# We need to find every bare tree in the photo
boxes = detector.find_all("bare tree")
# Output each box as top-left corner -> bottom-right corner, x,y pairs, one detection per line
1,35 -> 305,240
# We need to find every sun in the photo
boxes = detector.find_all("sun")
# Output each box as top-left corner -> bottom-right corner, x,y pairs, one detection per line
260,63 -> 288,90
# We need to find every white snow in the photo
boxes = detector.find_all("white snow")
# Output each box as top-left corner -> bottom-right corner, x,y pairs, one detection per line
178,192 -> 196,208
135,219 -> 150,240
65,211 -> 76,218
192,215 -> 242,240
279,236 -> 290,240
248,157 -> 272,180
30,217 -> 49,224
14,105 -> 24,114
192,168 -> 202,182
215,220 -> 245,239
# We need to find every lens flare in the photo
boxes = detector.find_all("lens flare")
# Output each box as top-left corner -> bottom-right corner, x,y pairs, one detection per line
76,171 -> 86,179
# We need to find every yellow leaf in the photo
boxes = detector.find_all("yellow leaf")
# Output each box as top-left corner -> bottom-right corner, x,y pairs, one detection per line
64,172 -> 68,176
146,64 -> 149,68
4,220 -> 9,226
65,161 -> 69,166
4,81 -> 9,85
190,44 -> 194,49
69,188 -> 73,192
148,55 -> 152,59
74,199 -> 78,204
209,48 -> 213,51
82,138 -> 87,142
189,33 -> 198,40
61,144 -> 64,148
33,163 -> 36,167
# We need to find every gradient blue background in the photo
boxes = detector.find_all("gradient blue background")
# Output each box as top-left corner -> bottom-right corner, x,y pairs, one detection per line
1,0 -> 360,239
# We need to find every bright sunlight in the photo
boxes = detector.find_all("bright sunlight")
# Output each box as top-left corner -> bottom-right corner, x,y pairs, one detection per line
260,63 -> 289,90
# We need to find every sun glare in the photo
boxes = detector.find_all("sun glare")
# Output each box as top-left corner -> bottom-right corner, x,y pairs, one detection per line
= = =
Aim of the exercise: Exactly as they stand, write out all of the entries.

Task output:
# We need to find every bare tree in the photo
boxes = detector.find_all("bare tree")
# Output each box as top-left corner -> bottom-right corner, x,y pairs, one detection per line
1,35 -> 305,240
# We need to find every sun in the photo
boxes = detector.find_all("sun")
# Output each box as top-left corner -> bottom-right corner, x,y pairs, one detection per line
260,63 -> 288,90
# We need to find every white snow in the photo
boxes = detector.find_all("white snow")
# Output each box as top-left corner -> bottom-right corner, x,y pairs, one detection per line
178,192 -> 196,208
135,219 -> 150,240
65,211 -> 76,218
192,215 -> 242,240
279,236 -> 290,240
248,157 -> 272,180
30,217 -> 49,224
14,105 -> 24,114
192,168 -> 202,182
215,220 -> 245,239
# We need to find every lens flare in the photo
boxes = detector.find_all("lens flare")
# Output each box as top-left corner -> bottom-right corner, x,y pairs, one detection per line
76,171 -> 86,179
# We need to find every yellow leaf in the photo
boxes = detector.find_all("yellow leaf")
# Output each box as top-left corner -> bottom-right corner, x,y pairs, one detection per line
64,172 -> 68,176
146,64 -> 149,68
4,220 -> 9,226
65,161 -> 69,166
4,81 -> 9,85
190,44 -> 194,49
69,188 -> 73,192
148,55 -> 152,59
74,199 -> 78,204
209,48 -> 213,51
82,138 -> 87,142
189,33 -> 198,40
61,144 -> 64,148
33,163 -> 36,167
# We need to find every gradient blue background in the photo
boxes = detector.find_all("gradient blue background")
# Output each box as top-left corner -> bottom-right corner, x,y pairs, one detection per line
1,0 -> 360,239
# We need to find every bright sunlight in the photo
boxes = detector.find_all("bright sunlight")
# Output each box as top-left corner -> bottom-right corner, x,y pairs, one detection per line
260,63 -> 289,90
# We need to find every sun glare in the photo
boxes = detector.find_all("sun glare")
# Output each box as top-left corner -> bottom-right corner, x,y pairs, one detection per line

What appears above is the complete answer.